Итак, мы имеем набор интенций, распространенную склонность искать доказательства, но нам все еще не до конца понятно, на какие именно моменты стоит делать акцент среди всевозможного потока документов, листовок, схем etc. Теория Латура действительно имеет большую силу в исследовании научных сообществ, но в ней есть важное утверждение: «письмо и создание изображений не могут сами по себе объяснить изменения в наших обществах, за исключением тех случаев, когда они помогают усилить (чью-либо?) позицию». Бруно Латур акцентирует, что мы должны смотреть именно на те ситуации, когда условная стопка документов (поддельная или подлинная) позволяет нам установить связь между своими интересами и интересами других акторов, отстоять свою позицию в конфликте или заполучить союзников [21. С. 9]. Под такой оптикой пример из книги Халла, описывающий попытки пакистанцев получить компенсации за снос dummy houses (построек, существующих только на бумаге), поддается анализу вне зависимости от соответствия/несоответствия документа референту.

Выражаясь в терминах Латура, оппортунизм с фиктивными заданиями был возможен лишь благодаря документам, играющим ключевую роль в семантической логистике. Пакистанским искателям фортуны было необходимо доставить документ, иными словами, знак, до той инстанции, которая осуществляла выплаты, и при этом не допустить построения логистической цепочки от реального отсутствия референта до этой же организации.

Оптическая согласованность

И Халл, и Латур согласились бы с тем, что при исследовании организации нужно обращать внимание на техники и ситуации превращения отношений между индивидами и группами в документ. Этот поворот к объектно-ориентированной теории в социальных науках присутствует давно, наверное, даже раньше марксистского определения объекта как ансамбля человеческих отношений. При анализе организации нежелательно упускать эти «закристаллизированные» в документах отношения. Рецензенты Халла отмечают эту ориентированность на объектность документа как важный концептуальный шаг. Для такого подхода документом может быть любой объект, который заключает в себе знак, имеющий общий смысл для какой-либо группы. Документом может считаться любая вещь со значением, которая обладает объективной постоянностью (persistence) и визуальностью, которые как раз и составляют способность документа быть уликой при доказательстве чего-либо [18].


Рис. 1 Техника линейной перспективы
Рис. 1 Техника линейной перспективы

Латур больше фокусируется не на свойства объекта, а на технике документации и визуализации любого знания. Свойства, выделенные Халлом, можно перевести на язык АСТ как «неизменяемую мобильность» и «оптическую согласованность акторов», Что добавляет к этому Бруно Латур, так это способность не столько объекта, сколько текста или схемы, нарисованной на бумаге, мобилизовать знание. Опираясь на исторический анализ печатных станков Элизабет Эйзенстайн, французский автор подчеркивает роль техник в «кристаллизации» знания о чем-либо. Печатный станок в такой теории присутствует как ключевое звено в логистической цепи семантик Нового Времени — он обеспечивает неизменяемость и мобильность множества идентичных копий документа.

**Блок данных:**
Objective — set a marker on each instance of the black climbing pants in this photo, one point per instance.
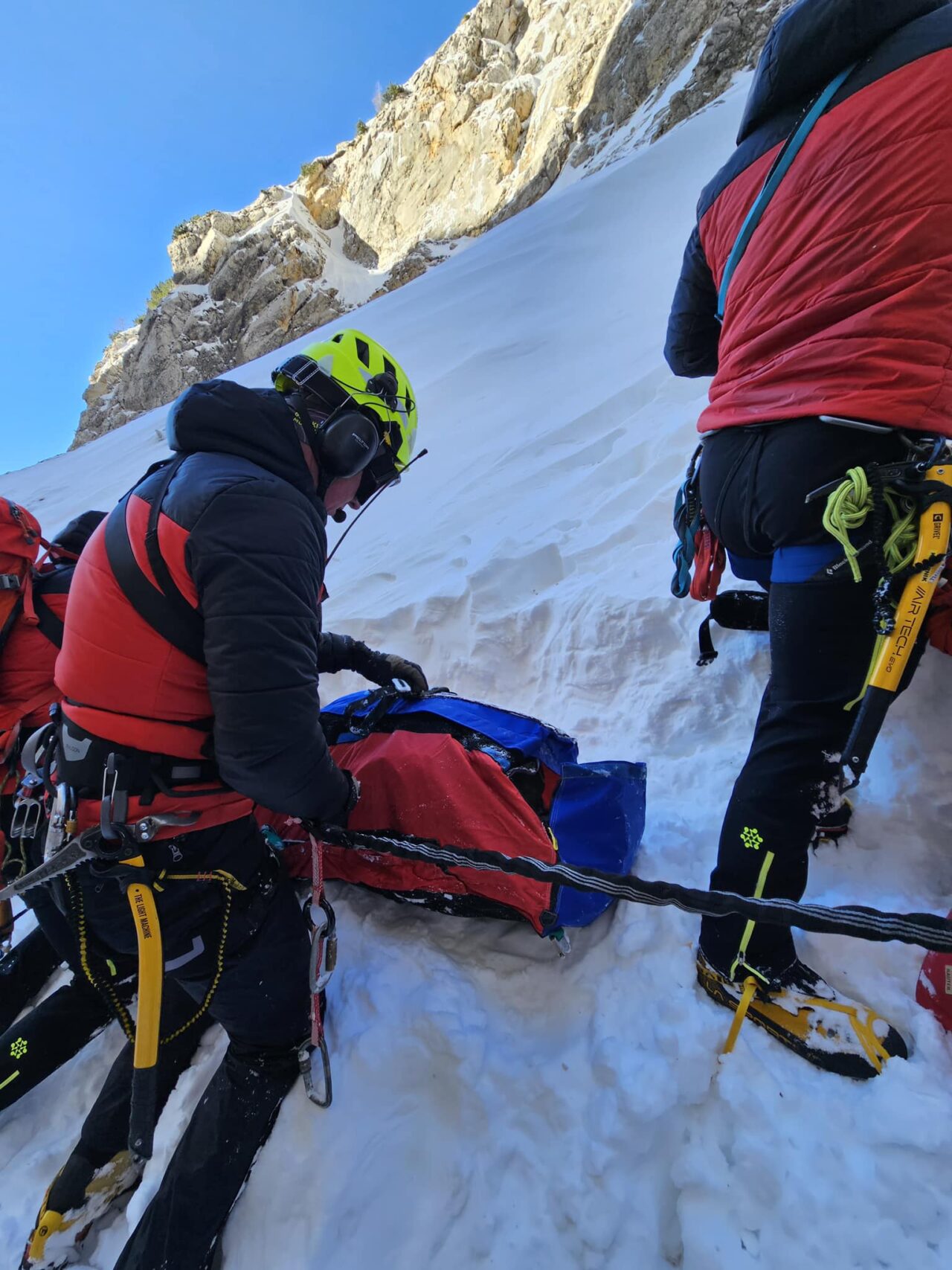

**Задания:**
**a.** Что, согласно отрывку о документах у Латура и Халла, обеспечивает печатный станок?
**b.** Пожалуйста, продолжите отрывок о документах у Латура и Халла после его последнего предложения.
Данные здесь не понадобятся.

**Ответы:**
**a.** Неизменяемость и мобильность множества идентичных копий документа.

**b.**
Рис. 2 Техника составления фоторобота
Рис. 2 Техника составления фоторобота

Также Латур приводит пример изобретения линейной перспективы, которое придало изображениям геометрическую стабильность. Преимущество техники перспективы от удаленной точки состоит в возможности изобразить объект с любой стороны, оставив его неизменным. Реальная трехмерность объектов становится доступной на изображении в дали от них самих. Также теперь возможно записывать и зарисовывать (изображать) объекты таким образом, который позволяет нам посмотреть, допустим, на здание снизу, хотя в мире без чертежей и бумаг это нереально [21. С. 12-13]. Этот пример немного отстранен от современности и нашего кейса полиции, однако, здесь можно провести аналогию с составлением фоторобота, которого бы не было без изобретения перспективы и других техник записи. Подобная техника перспективы на фотороботе видна в возможности замены характерных черт лица.

Кристаллизация знания

Похожие сюжеты можно найти в работах Мишеля Фуко, только с бóльшим уклоном на связь власти и дискурсивных практик. Для Фуко власть и знание практически неразрывны: в отрывке главы про техники дисциплинарной муштры он определял экзамен как установление индивидуальных различий, которое всегда сопряжено с техниками записи .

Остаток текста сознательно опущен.